A word-for-word retyping of the listing below is required, with the pictures dropped.

= Beginning of Section =

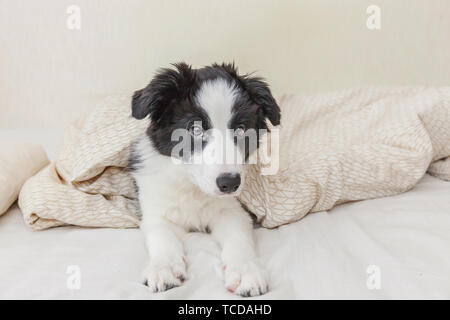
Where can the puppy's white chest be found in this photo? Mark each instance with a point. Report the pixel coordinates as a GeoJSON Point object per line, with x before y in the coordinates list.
{"type": "Point", "coordinates": [193, 210]}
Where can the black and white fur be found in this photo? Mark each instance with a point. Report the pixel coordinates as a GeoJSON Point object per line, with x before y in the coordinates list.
{"type": "Point", "coordinates": [176, 198]}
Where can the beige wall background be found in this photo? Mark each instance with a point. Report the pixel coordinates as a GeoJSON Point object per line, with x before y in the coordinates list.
{"type": "Point", "coordinates": [50, 75]}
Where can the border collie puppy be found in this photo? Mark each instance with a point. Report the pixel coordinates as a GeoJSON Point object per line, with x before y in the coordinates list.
{"type": "Point", "coordinates": [215, 107]}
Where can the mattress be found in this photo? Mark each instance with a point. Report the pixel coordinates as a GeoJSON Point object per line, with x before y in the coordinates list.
{"type": "Point", "coordinates": [388, 248]}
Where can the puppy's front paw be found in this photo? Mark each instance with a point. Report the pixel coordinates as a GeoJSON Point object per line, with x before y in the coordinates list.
{"type": "Point", "coordinates": [246, 279]}
{"type": "Point", "coordinates": [164, 275]}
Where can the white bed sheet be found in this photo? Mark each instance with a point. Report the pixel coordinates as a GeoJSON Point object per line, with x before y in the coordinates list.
{"type": "Point", "coordinates": [325, 255]}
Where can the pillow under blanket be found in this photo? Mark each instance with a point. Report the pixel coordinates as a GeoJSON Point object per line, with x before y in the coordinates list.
{"type": "Point", "coordinates": [334, 147]}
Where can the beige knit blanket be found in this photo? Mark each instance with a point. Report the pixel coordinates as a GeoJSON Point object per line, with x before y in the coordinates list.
{"type": "Point", "coordinates": [334, 147]}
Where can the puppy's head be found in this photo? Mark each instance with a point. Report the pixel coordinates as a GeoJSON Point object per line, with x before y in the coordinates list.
{"type": "Point", "coordinates": [209, 118]}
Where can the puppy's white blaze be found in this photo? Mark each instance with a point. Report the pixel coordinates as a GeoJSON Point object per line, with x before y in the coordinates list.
{"type": "Point", "coordinates": [217, 97]}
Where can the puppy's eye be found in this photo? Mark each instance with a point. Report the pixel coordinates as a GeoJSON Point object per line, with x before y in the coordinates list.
{"type": "Point", "coordinates": [196, 131]}
{"type": "Point", "coordinates": [240, 131]}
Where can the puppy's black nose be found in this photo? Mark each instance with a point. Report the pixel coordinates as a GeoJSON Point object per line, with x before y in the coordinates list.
{"type": "Point", "coordinates": [228, 182]}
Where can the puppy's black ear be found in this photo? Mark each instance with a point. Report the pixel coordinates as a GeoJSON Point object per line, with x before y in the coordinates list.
{"type": "Point", "coordinates": [260, 93]}
{"type": "Point", "coordinates": [166, 86]}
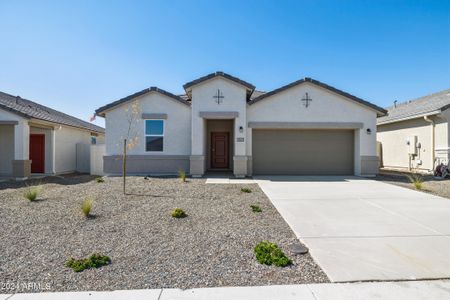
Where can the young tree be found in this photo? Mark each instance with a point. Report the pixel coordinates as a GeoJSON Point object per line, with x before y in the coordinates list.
{"type": "Point", "coordinates": [130, 139]}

= End of Section =

Exercise answer.
Where can the puppy's white chest be found in this photo? Mark each instance with a point. Report the pixel coordinates as a GeoJSON Point object per line, with x before y in the coordinates list.
{"type": "Point", "coordinates": [193, 210]}
Where can the black and white fur be found in this photo? Mark each instance with a point. Report the pixel coordinates as a GeoJSON Point object per line, with x before y in the coordinates list.
{"type": "Point", "coordinates": [176, 198]}
Where can the beige wall background be found in this photo? Mark each instance with a point. Report the pixel coordinates as a GeoJSON Point object per line, with x before y in the coordinates list.
{"type": "Point", "coordinates": [50, 75]}
Where can the border collie puppy be found in this photo? Mark each instance with a point. Report the pixel coordinates as a GeoJSON Point object per line, with x before y in the coordinates list.
{"type": "Point", "coordinates": [215, 107]}
Where can the mattress be found in this photo? Mark each instance with a point. Report the pixel coordinates as a GeoJSON Point object per line, with x before y in the coordinates list.
{"type": "Point", "coordinates": [388, 248]}
Where can the puppy's front paw be found in this photo? Mark each instance with a point. Report the pixel coordinates as a GeoJSON Point object per line, with x before y in the coordinates list.
{"type": "Point", "coordinates": [246, 279]}
{"type": "Point", "coordinates": [164, 275]}
Where can the white bed sheet be found in this photo? Mark each instance with a point. Report the pixel coordinates as a GeoJSON Point object per line, with x before y in the coordinates list.
{"type": "Point", "coordinates": [325, 255]}
Where can the pillow under blanket be found in this photo? Mark each instance with a point. Report the pixel coordinates as a GeoJSON Point object per line, with x before y in the coordinates list.
{"type": "Point", "coordinates": [334, 147]}
Where can the beige knit blanket be found in this photo? Mark each instance with a point. Report the pixel coordinates as a GeoJSON Point object per line, with x before y in the coordinates list.
{"type": "Point", "coordinates": [334, 147]}
Where can the puppy's head be found in this photo? Mark each instance with a point. Report the pixel coordinates as a GeoJSON Point object per line, with x before y in the coordinates list.
{"type": "Point", "coordinates": [209, 118]}
Where can the puppy's white blaze be found in this photo? Mark each instance with a point. Report the pixel coordinates as a GeoJSON Point object per line, with x before y in the coordinates list.
{"type": "Point", "coordinates": [217, 97]}
Where can the puppy's eye be found in this photo? Mark each instance with a point. Report the pixel coordinates as a GeoJSON Point object per line, with x before y in the coordinates list.
{"type": "Point", "coordinates": [196, 131]}
{"type": "Point", "coordinates": [240, 131]}
Where can the puppy's black nose be found in this photo? Mark each instance with a point. Report the pixel coordinates as a GeoJSON Point object per line, with x before y in the coordinates list.
{"type": "Point", "coordinates": [228, 182]}
Where can the puppy's black ear be found in this photo? Mark each instance with a point. Report the pixel coordinates as a GeoJSON Point object per line, with x before y in the coordinates list.
{"type": "Point", "coordinates": [260, 93]}
{"type": "Point", "coordinates": [166, 86]}
Where can the young tree be found in this photo? Mark each instance with a point. Report the pixel coordinates as a GeoJSON Point object per line, with x before y in the coordinates list.
{"type": "Point", "coordinates": [130, 139]}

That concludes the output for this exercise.